(Items listed in a dataset)
= = = = = = =

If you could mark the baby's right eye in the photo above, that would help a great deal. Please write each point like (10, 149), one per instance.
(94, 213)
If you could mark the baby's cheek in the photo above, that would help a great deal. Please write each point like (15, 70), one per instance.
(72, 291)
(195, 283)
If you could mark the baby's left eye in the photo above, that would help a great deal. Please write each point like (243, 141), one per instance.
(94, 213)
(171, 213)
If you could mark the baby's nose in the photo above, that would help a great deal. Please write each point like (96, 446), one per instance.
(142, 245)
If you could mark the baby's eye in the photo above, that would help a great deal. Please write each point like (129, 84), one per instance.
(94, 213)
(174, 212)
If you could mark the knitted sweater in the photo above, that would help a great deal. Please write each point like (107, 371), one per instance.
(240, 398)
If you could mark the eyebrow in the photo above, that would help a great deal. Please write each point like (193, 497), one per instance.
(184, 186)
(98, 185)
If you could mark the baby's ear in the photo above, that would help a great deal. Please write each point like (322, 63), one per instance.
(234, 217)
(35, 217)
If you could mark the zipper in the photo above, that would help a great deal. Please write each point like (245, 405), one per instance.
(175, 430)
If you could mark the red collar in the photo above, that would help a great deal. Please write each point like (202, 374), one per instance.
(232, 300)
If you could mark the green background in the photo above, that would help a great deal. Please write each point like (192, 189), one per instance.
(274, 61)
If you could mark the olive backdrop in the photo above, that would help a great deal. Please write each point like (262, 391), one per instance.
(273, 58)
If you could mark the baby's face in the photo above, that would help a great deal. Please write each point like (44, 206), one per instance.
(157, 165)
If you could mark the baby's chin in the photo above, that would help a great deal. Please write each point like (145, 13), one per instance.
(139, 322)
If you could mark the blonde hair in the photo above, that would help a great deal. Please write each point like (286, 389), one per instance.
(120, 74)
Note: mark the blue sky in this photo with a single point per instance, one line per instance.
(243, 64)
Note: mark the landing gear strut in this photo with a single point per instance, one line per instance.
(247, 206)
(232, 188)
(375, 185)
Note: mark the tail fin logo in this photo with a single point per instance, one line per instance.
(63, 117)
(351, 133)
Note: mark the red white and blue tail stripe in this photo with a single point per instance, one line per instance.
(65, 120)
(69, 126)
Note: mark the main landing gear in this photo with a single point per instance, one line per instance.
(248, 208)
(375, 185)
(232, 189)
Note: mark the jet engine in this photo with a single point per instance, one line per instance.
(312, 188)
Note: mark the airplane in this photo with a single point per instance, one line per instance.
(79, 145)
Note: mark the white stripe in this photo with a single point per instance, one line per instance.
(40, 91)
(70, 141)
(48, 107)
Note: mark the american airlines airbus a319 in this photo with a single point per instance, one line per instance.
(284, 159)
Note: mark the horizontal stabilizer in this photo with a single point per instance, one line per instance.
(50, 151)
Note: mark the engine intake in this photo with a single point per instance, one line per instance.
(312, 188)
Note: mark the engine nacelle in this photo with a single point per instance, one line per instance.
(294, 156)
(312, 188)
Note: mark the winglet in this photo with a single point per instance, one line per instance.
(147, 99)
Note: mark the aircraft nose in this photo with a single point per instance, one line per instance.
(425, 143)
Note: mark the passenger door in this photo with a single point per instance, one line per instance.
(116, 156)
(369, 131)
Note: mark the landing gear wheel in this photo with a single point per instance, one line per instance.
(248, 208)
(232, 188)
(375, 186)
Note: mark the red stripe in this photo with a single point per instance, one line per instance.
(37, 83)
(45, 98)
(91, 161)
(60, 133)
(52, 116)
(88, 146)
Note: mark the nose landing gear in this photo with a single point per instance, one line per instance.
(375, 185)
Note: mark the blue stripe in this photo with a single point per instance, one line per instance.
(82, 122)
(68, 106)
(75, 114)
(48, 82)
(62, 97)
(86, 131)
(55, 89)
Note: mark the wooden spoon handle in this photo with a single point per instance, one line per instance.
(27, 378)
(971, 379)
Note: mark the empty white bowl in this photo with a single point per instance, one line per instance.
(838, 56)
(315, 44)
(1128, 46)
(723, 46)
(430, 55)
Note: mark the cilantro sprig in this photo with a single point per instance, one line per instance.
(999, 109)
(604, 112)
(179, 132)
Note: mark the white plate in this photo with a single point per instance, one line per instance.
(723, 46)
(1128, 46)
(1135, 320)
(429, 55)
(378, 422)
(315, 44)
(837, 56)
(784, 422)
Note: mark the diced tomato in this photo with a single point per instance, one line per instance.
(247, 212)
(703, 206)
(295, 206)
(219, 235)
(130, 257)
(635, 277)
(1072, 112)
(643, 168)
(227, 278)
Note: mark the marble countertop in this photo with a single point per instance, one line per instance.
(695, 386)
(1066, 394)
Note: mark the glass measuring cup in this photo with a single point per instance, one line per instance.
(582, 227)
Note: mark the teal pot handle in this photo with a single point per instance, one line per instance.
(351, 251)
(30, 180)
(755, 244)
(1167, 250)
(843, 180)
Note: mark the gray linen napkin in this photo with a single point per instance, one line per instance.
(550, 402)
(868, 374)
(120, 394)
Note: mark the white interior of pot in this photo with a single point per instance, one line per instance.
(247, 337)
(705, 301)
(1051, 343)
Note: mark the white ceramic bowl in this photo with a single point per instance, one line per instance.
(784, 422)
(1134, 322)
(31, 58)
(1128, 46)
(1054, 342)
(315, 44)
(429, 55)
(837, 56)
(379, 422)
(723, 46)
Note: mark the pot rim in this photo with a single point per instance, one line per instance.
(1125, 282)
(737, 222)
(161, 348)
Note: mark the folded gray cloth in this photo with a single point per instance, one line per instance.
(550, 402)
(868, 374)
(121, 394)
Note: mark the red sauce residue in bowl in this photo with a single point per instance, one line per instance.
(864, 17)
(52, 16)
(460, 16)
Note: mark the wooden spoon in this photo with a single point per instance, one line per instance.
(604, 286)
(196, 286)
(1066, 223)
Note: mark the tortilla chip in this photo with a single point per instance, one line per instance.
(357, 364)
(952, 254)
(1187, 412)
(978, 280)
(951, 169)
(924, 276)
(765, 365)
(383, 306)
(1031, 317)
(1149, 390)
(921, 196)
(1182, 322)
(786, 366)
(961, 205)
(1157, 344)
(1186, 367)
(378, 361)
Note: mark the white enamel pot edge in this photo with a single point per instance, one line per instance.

= = = = = = =

__Brief__.
Copy all the records above exactly, missing none.

__Complete response__.
If you could mark the baby's right eye in the photo above, that would help a great deal. Please write each point like (10, 149), one per instance.
(94, 213)
If you could mark the baby's cheek in the photo above, that would help a great deal. Please write each point like (15, 70), one per instance.
(72, 291)
(195, 283)
If you could mark the baby's left eye in the photo above, that would help a great deal. Please write each point like (243, 141), one per instance.
(94, 213)
(171, 213)
If you could mark the baby's nose in the photo above, that would help a great deal. Please write each point like (96, 446), one per instance.
(142, 245)
If you could mark the baby's eye in the photo above, that would help a great deal. Please write each point like (129, 84), one per instance.
(94, 213)
(174, 212)
If you could mark the knitted sweater in the photo above, that would help a great deal. Please write each point like (107, 371), one per instance.
(240, 398)
If you could mark the eyebrow in the photo above, that would help a great deal. Please write each point like (193, 497), one per instance.
(184, 186)
(98, 185)
If you could mark the baby's ear in the photo above, that would help a great deal. Please write each point like (322, 63), one per instance.
(234, 217)
(35, 217)
If you could mark the zipper in the photo above, that would help a great deal. Please write each point like (245, 405), one per instance.
(175, 430)
If you could mark the red collar in the photo above, that would help a great deal. Please write each point like (202, 374), one per instance.
(232, 300)
If you could mark the green background in the photo above, that would help a great deal. Please write each point like (192, 189), one per instance.
(274, 61)
If you could mark the olive backdrop in the photo above, that would help a great deal. Please write each point like (262, 391), one per instance.
(273, 58)
If you could mark the baby's face in the photo above, that would help a great deal. Please write each point like (44, 206), one per instance.
(157, 165)
If you could mark the baby's chin in the photo above, that would help a great deal. Please write each point like (145, 13), one per instance.
(139, 322)
If you could mark the blonde hair in the photo above, that would help a great deal. Please write each point like (286, 389), one per instance.
(120, 74)
Note: mark the blue sky in this photo with a single point per instance, one line per instance.
(243, 64)
Note: mark the landing gear strut in this photo with a single point per instance, one line per instance.
(247, 206)
(232, 188)
(375, 185)
Note: mark the tail fin logo in this photo with a single point per instance, one line per instance.
(63, 117)
(351, 133)
Note: mark the red white and blue tail stripe in this photo with a single point per instance, one line per instance.
(65, 120)
(69, 126)
Note: mark the main landing gear in this photo with a single point per instance, one line per instance.
(248, 208)
(375, 185)
(232, 189)
Note: mark the jet engine in this photo with a single point per instance, one line per instance.
(312, 188)
Note: mark the airplane in this photo with a single point per instance, one line per instance.
(79, 145)
Note: mark the white stripe in this photo with a single point per instance, one line per instance.
(40, 91)
(70, 141)
(48, 107)
Note: mark the american airlines airbus a319 in this photo with a single point per instance, one line per instance.
(284, 159)
Note: mark the horizontal stabilizer in this photo with a single point per instance, one line per instance.
(50, 151)
Note: mark the engine intake in this photo with a single point per instance, one line per instance.
(312, 188)
Note: mark the engine nacelle in this photo with a single point per instance, one line per instance.
(294, 156)
(312, 188)
Note: mark the winglet in this photo with a single point per instance, one line per instance.
(147, 99)
Note: mark the aircraft nose in this photo with a single point per instance, one line per instance.
(425, 143)
Note: mark the passenger door in this photo with a single point per instance, one line per instance.
(116, 156)
(369, 131)
Note: mark the landing gear wheel in this photo with a single point per instance, one line per instance.
(248, 208)
(232, 188)
(375, 186)
Note: mark the red stripe in this photo with a single point per instance, one line per instance.
(37, 83)
(45, 98)
(91, 161)
(60, 133)
(52, 116)
(88, 146)
Note: mark the nose landing gear in this photo with a single point per instance, one line per instance.
(375, 185)
Note: mark the blue stripe in this photo with a single point per instance, one line per instance.
(82, 122)
(68, 106)
(75, 114)
(48, 82)
(62, 97)
(86, 131)
(55, 89)
Note: mark the wooden spoon handle in this photo with a single point per instance, one line per instance.
(27, 378)
(971, 379)
Note: mark the empty white bowl in this photo with a single point per instance, one line per instance.
(838, 56)
(315, 44)
(1128, 46)
(723, 46)
(430, 55)
Note: mark the cilantro sprig in this photo with a single point per instance, one line per instance.
(999, 109)
(604, 112)
(179, 132)
Note: mark the white plate in this photo with a single point per instance, one line per instance.
(723, 46)
(1128, 46)
(1135, 320)
(429, 55)
(378, 422)
(315, 44)
(837, 56)
(784, 422)
Note: mark the diced tomato in this photo with a single point per instance, one line per instance.
(247, 212)
(703, 206)
(295, 206)
(219, 235)
(130, 257)
(635, 277)
(1072, 112)
(643, 168)
(227, 278)
Note: mark the marble countertop in this photo with a single point per instance, one line per instance.
(695, 386)
(1066, 394)
Note: mark the glass measuring cup in this photo with a single point per instance, one line per instance.
(582, 227)
Note: mark the teal pot handle in this photo with a single point per instance, one line per instance.
(351, 251)
(30, 180)
(755, 244)
(1167, 250)
(843, 180)
Note: mark the gray linen napkin in this photo with a single point per instance, one line per instance.
(550, 402)
(868, 374)
(120, 394)
Note: mark the white interior of pot in this photo with a single point per instance, one line per instance.
(247, 337)
(705, 301)
(1051, 343)
Note: mark the white ceramic bowl in this photo with a single point per instance, one line per instance.
(784, 422)
(1134, 322)
(31, 58)
(1128, 46)
(1054, 342)
(315, 44)
(429, 55)
(837, 56)
(379, 422)
(723, 46)
Note: mark the pot rim in this photo with a single point per instance, one line per instance.
(1125, 282)
(737, 222)
(161, 348)
Note: mark the folded gray cloth in this photo with a single point per instance, one line per instance.
(550, 402)
(868, 374)
(121, 394)
Note: mark the red sauce residue in bowl in this photo with a single point per instance, one line per instance.
(864, 17)
(52, 16)
(460, 16)
Note: mark the wooden spoon in this photo with a single point per instance, one line per instance.
(604, 286)
(196, 286)
(1066, 223)
Note: mark the tortilla chip in this photo with a single point per instance, one line per instance.
(357, 364)
(952, 254)
(1187, 412)
(978, 280)
(951, 169)
(924, 276)
(765, 365)
(383, 306)
(1031, 317)
(1149, 390)
(921, 196)
(1182, 322)
(786, 366)
(961, 205)
(1157, 344)
(1186, 367)
(378, 361)
Note: mark the white enamel pot edge in this photo with a single point per instance, one line per instance.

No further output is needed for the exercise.